- **Passage shown**:
---+---

Shrugging, I pointed my finger upward. “It’s what Hashem decides. Why worry?”
He shifted from foot to foot, and when he folded his arm, I noticed the Hebrew letters tattooed there.
“Do you live in Israel?” he asked.
“I do, but I’m not Israeli. Yourself?”
“I’m Israeli.” His accent gives it away, but he’s proud of his origin. “We moved to Newark 13 years ago, built up a good business, a gorgeous home. It was even featured in House Beautiful.”
“That must’ve been some house.”
“Oh, yes. We lived a very comfortable life in Newark.” His face suddenly registered a sharp pain. “But my youngest son. He… he… what should I say? He’s an atheist.”
It was his turn to go through security, but he signaled for the person behind him to go ahead. He needed to get this off his chest. “Because of him, my wife and I decided to move back. He likes to be home, and we just know he’s going to follow us to Israel.”
To give up so much? I sputtered out a weak wow.
“Yes, we’re giving up a lot. But in Israel, the chances for him to marry a nice Jewish girl are a lot, lot stronger.”
On Succos I’ll sit in my cozy-yet-cramped succah with my husband and children. We’ll be thousands of miles away from our extended family, from the masterpieces that grace the walls of my parent’s spacious succah, from my mother’s famous roast over mashed beans, from the chorus of zemiros my husband’s brothers pull off. But I’ll think of those strong Jews, willing to move far out of their comfort zone for spiritual richness, and that is what will pull me through.

---+---

- **Requirement**: Write out the entire passage about the Israeli family moving back from Newark, word for word. The listing that follows comes from a separate source.

- **Information supplied**:
---+---

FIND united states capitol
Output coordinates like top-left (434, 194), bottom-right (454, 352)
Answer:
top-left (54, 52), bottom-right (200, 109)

---+---

- **Exercise solution**:
Shrugging, I pointed my finger upward. “It’s what Hashem decides. Why worry?”
He shifted from foot to foot, and when he folded his arm, I noticed the Hebrew letters tattooed there.
“Do you live in Israel?” he asked.
“I do, but I’m not Israeli. Yourself?”
“I’m Israeli.” His accent gives it away, but he’s proud of his origin. “We moved to Newark 13 years ago, built up a good business, a gorgeous home. It was even featured in House Beautiful.”
“That must’ve been some house.”
“Oh, yes. We lived a very comfortable life in Newark.” His face suddenly registered a sharp pain. “But my youngest son. He… he… what should I say? He’s an atheist.”
It was his turn to go through security, but he signaled for the person behind him to go ahead. He needed to get this off his chest. “Because of him, my wife and I decided to move back. He likes to be home, and we just know he’s going to follow us to Israel.”
To give up so much? I sputtered out a weak wow.
“Yes, we’re giving up a lot. But in Israel, the chances for him to marry a nice Jewish girl are a lot, lot stronger.”
On Succos I’ll sit in my cozy-yet-cramped succah with my husband and children. We’ll be thousands of miles away from our extended family, from the masterpieces that grace the walls of my parent’s spacious succah, from my mother’s famous roast over mashed beans, from the chorus of zemiros my husband’s brothers pull off. But I’ll think of those strong Jews, willing to move far out of their comfort zone for spiritual richness, and that is what will pull me through.